**Records from a collection**:
------

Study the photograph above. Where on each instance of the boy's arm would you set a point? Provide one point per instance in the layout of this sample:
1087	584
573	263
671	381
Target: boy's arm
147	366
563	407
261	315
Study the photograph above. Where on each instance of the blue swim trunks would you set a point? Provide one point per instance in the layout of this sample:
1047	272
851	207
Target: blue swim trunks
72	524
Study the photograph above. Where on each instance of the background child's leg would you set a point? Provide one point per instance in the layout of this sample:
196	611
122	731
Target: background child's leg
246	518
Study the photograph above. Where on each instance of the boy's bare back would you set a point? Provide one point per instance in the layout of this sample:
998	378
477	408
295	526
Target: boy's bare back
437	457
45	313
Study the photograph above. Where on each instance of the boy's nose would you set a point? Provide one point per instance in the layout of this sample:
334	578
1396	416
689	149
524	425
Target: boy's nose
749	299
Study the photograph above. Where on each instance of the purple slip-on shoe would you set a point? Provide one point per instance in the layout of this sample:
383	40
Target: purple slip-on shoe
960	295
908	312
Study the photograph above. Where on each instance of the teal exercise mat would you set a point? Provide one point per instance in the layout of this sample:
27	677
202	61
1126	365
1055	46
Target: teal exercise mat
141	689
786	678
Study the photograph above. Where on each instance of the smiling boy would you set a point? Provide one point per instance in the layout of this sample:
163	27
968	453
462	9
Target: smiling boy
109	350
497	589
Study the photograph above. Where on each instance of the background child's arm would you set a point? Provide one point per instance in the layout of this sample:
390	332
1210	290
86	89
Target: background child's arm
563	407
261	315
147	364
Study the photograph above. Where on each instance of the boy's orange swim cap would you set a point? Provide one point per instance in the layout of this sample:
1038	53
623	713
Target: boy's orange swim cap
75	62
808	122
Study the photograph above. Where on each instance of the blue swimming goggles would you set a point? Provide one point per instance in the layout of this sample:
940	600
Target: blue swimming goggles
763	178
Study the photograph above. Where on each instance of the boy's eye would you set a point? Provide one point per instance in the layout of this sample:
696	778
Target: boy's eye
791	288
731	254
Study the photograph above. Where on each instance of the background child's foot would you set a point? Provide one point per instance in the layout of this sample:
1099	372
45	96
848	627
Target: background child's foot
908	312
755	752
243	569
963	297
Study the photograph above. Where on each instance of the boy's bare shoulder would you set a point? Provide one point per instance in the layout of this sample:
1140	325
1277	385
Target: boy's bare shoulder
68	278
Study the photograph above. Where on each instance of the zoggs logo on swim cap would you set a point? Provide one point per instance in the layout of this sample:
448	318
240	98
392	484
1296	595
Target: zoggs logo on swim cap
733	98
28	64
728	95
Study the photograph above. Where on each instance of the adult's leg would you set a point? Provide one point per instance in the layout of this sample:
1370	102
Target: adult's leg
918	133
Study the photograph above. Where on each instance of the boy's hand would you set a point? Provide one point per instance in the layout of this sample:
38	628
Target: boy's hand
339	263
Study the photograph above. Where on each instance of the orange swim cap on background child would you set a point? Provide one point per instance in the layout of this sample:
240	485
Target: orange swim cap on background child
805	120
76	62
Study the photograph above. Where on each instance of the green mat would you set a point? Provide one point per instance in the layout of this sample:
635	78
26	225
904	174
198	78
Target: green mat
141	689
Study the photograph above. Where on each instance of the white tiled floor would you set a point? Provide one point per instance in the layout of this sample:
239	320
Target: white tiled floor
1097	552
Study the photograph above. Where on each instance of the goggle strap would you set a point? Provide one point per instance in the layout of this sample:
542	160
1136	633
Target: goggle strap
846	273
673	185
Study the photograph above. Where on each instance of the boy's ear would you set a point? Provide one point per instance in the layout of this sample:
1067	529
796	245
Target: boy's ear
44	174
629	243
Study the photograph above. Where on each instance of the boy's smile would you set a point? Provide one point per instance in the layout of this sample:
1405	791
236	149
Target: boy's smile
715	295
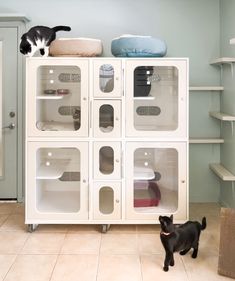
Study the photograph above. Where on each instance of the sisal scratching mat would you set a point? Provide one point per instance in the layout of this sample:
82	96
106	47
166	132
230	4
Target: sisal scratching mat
226	264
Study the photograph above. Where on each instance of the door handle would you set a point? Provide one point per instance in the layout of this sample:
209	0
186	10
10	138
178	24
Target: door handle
11	126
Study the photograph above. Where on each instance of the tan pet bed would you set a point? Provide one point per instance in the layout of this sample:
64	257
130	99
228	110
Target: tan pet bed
76	47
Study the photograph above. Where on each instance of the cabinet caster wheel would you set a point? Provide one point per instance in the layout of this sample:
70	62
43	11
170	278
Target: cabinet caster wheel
105	228
31	227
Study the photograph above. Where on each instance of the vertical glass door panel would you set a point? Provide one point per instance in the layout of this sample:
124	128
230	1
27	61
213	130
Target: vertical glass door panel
58	180
107	118
1	144
155	183
106	200
155	98
58	98
106	160
106	78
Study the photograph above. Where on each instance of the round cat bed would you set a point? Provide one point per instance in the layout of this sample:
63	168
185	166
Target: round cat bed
138	46
76	47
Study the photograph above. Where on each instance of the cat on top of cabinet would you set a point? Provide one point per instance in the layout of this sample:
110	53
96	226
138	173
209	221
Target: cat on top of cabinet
39	38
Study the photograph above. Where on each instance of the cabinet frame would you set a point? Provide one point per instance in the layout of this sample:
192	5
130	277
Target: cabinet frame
31	90
33	215
182	66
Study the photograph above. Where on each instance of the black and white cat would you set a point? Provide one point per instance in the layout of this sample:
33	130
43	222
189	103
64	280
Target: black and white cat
39	38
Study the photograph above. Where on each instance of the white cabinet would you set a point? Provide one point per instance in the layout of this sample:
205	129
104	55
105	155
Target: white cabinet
106	140
156	98
57	93
57	181
156	180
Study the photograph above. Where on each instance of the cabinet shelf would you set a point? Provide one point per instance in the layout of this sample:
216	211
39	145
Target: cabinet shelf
143	173
222	116
144	98
205	140
232	41
222	172
50	97
223	60
55	126
206	88
53	170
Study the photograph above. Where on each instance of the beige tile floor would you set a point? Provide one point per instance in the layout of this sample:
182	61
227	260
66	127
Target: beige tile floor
81	252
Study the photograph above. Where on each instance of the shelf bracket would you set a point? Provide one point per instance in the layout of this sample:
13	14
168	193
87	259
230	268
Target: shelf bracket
221	72
231	64
231	127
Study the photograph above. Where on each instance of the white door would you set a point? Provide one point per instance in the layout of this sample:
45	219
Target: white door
107	200
156	180
107	118
107	78
107	160
57	97
157	98
8	113
57	182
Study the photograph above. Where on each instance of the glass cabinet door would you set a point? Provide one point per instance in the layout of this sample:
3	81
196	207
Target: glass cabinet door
107	118
58	95
57	186
156	180
107	160
107	78
156	98
107	196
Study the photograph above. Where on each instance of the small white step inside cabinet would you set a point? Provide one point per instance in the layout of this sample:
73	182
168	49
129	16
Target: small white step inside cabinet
106	140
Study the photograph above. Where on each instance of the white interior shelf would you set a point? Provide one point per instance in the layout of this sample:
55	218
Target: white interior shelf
144	98
222	172
143	173
205	140
232	41
206	88
50	97
222	116
52	169
223	60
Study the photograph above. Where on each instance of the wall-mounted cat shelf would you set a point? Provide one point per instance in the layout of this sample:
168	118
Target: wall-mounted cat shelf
223	117
225	60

------

**YOUR GOAL**: Set down the entries again without change. Leave the pictures out.

**SOLUTION TO THIS TASK**:
Study the photograph above. Where on each instance of the boy's arm would you set a point? Provide one point per instance in the layout of this sample:
1087	584
573	263
671	381
Target: boy's arm
147	366
563	407
261	315
Study the photograph above. Where on each instance of the blue swim trunks would you set a point? Provide one point per instance in the layout of this sample:
1047	272
851	207
Target: blue swim trunks
72	524
Study the photograph above. Where on each instance of the background child's leg would you set a point? Provide one point per instance in the layout of this sample:
196	611
122	731
Target: background child's leg
246	518
Study the photograph above. Where on each instance of the boy's bare back would you set a point? Provide one point per instance in the layout of this sample:
998	378
477	408
295	526
Target: boy's bare back
437	457
45	313
Study the photograph above. Where on each instance of the boy's nose would you set a point? Provide one point per instance in the layout of this sample:
334	578
1396	416
689	149
524	425
Target: boy's nose
749	299
Study the photograph above. Where on each instance of the purple slip-on shoe would you set a point? Provide one point per instance in the layout of this sample:
383	40
Target: purple slip-on shoe
960	295
908	312
Study the photograph above. Where on each instance of the teal exercise mat would you set a point? Provide one point per instance in the layout of this sample:
27	677
202	61
1126	365
1055	46
Target: teal exercise mat
141	689
786	678
Study the photograph above. Where on each instance of the smiling boy would you set a point? Provide one point per instance in the layout of this sample:
163	27
968	453
462	9
Target: smiling boy
109	350
497	589
Study the photograph above. Where on each instance of the background child's arm would you set a point? Provide one point per instance in the layout of this sample:
390	332
1210	290
86	89
Target: background child's arm
563	407
261	315
147	364
Study the photograph above. Where on each instance of the boy's orange swim cap would you set a point? Provide one point per instance in the layout of this sample:
1038	53
623	713
Target: boy's orange swim cap
75	62
808	122
Study the photograph above. Where on each instance of the blue swimming goggles would you set a point? Provide one point per instance in the layout of this sample:
940	600
Target: blue swimming goggles
763	178
Study the photograph above. Where on each instance of the boy's eye would you set a point? Provide one point per instance in the layout of this sample:
696	778
Target: boy's eye
791	288
731	254
Study the photograph above. Where on each instance of the background child's foot would you set a point? Provide one point per instance in the layout of this sample:
1099	372
45	96
848	627
Target: background child's foot
908	312
755	752
243	569
963	297
Study the photograph above. Where on each instance of the boy's bare shoulder would you set a point? Provide one point per instance in the layout of this sample:
1140	325
1277	385
Target: boy's bare shoulder
68	278
Study the photograph above. Where on each instance of the zoggs logo on swim cap would you set a point? Provide one point per instance in the layout of this sample:
448	318
240	98
392	484
1296	595
Target: zoggs logo on swim cap
733	98
28	64
728	95
Study the photograph above. Where on each instance of the adult's leg would you set a point? Provide one point per instance in the layout of this sample:
1370	102
Target: adult's leg
918	133
Study the photograph above. Where on each instance of the boy's hand would you set a point? Provide one point per instance in the layout of this sample:
38	628
Target: boy's hand
339	263
Study the photograph above. Where on each instance of the orange swim cap on background child would you set a point? Provide one point per instance in the layout of this sample:
240	485
Target: orange swim cap on background child
805	120
76	62
Study the photograph above. Where on each instance of the green mat would you set a point? Provide one point per instance in the layout of this sample:
635	78
26	225
904	174
198	78
Target: green mat
141	689
Study the photograph above. Where on each instance of the white tiled floor would you set a point? Provide one point per instance in the layout of this sample:
239	320
Target: white tiled floor
1097	552
Study the photograph above. Where on each instance of the goggle strap would you set a point? Provide one point per instance in the layout of this sample:
542	160
1136	633
Target: goggle strap
846	273
673	185
Study the photograph above. Where on each instance of the boy's ear would you set a point? Provide one point per instance in the layout of this sample:
1067	529
796	245
Target: boy's ear
44	174
629	243
Study the photograph above. Where on each instance of the boy's smile would you set a point? Provide one point per instance in the layout of this sample:
1405	791
236	149
Target: boy's smile
715	295
Study the photograph above. Where on each instance of the sisal scratching mat would you set a point? Provide one point per instance in the layout of this sample:
82	96
106	47
166	132
230	4
Target: sisal scratching mat
226	264
Study the photograph above. Where on each instance of the door handle would you set a point? Provide one point per instance in the layout of this sample:
209	0
186	10
10	138
178	24
Target: door handle
11	126
Study the photograph above. Where on each instance of the tan pet bed would you set a point? Provide one point per instance in the layout of this sample:
64	257
130	99
228	110
Target: tan pet bed
76	47
Study the photograph above. Where on each instance of the cabinet caster wheel would you set a point? Provide one point per instance in the layout of this sample:
70	62
43	11
170	278
Target: cabinet caster wheel
105	228
31	227
Study the photograph above. Where on each instance of the vertical glass door panel would you set a point? Provide one point per instance in the layout of this sample:
124	128
230	1
27	61
213	130
Target: vertical glass door panel
58	180
107	118
1	144
155	183
106	200
155	98
58	98
106	160
106	78
Study the photograph above. Where on each instance of the round cat bed would you set a point? Provide one point per instance in the layout of this sample:
63	168
185	166
Target: round cat bed
138	46
76	47
Study the photograph above. Where on each instance of the cat on top of cabinet would you set a point? Provide one point per instance in the layout of this sample:
110	53
96	226
138	173
209	221
Target: cat on top of cabinet
39	38
Study the photograph above. Where on each instance of the cabinet frame would you set a point? Provide one point per instance in the layout of this sample:
192	5
130	277
Target: cabinet frame
31	90
33	215
182	66
Study the photograph above. Where on each instance of the black and white cat would you set a point? Provide one point per instance in the layout of this sample:
33	130
43	222
189	103
64	280
Target: black and white cat
39	38
Study the photograph above. Where on each instance of the white cabinet would you set a point? Provide one point per instance in the layout of this sample:
205	129
104	55
105	155
Target: white cabinet
106	140
156	98
57	93
57	181
156	180
Study the photograph above. Where on each instance of the cabinet shelf would you set a point? Provide one point per instance in the layout of this sample:
216	211
39	145
Target: cabinet shelf
143	173
222	116
144	98
205	140
232	41
222	172
50	97
223	60
55	126
206	88
53	170
Study the photograph above. Where on each instance of the beige tile floor would you set a point? Provide one point per instance in the layout of this sample:
182	61
227	260
66	127
Target: beige tile floor
81	252
Study the photograph above. Where on each instance of the shelf bracket would you set a point? Provide one point per instance in the layout of this sample:
13	14
168	193
87	259
230	268
Target: shelf bracket
221	72
231	64
231	127
Study the photograph above. Where on each instance of the white door would you set a point? Provide one point per instance in the layout of this sample:
45	219
Target: white door
107	200
156	180
107	118
107	78
107	160
57	97
157	98
8	113
57	182
Study the photograph above. Where on each instance of the glass cabinet door would you set a point? Provide one point per instance in the layout of this sample:
3	81
196	207
Target: glass cabinet door
107	118
58	95
57	186
156	180
107	160
107	78
156	98
107	196
Study the photograph above. Where on each instance of the small white step inside cabinet would you set a point? Provide one point per instance in the layout of this sample:
73	182
168	49
129	16
Target: small white step inside cabinet
106	140
Study the photograph above. Where on each instance of the white interior shelf would you set a point? Provide one point per instance in the layout of this sample:
55	218
Target: white interior shelf
144	98
222	172
143	173
205	140
232	41
206	88
50	97
222	116
52	169
223	60
Study the photograph above. Where on each instance of the wall-mounted cat shelf would you set a point? Provide one point per instance in the layout of this sample:
168	118
Target: wall-mounted cat shelf
223	117
225	60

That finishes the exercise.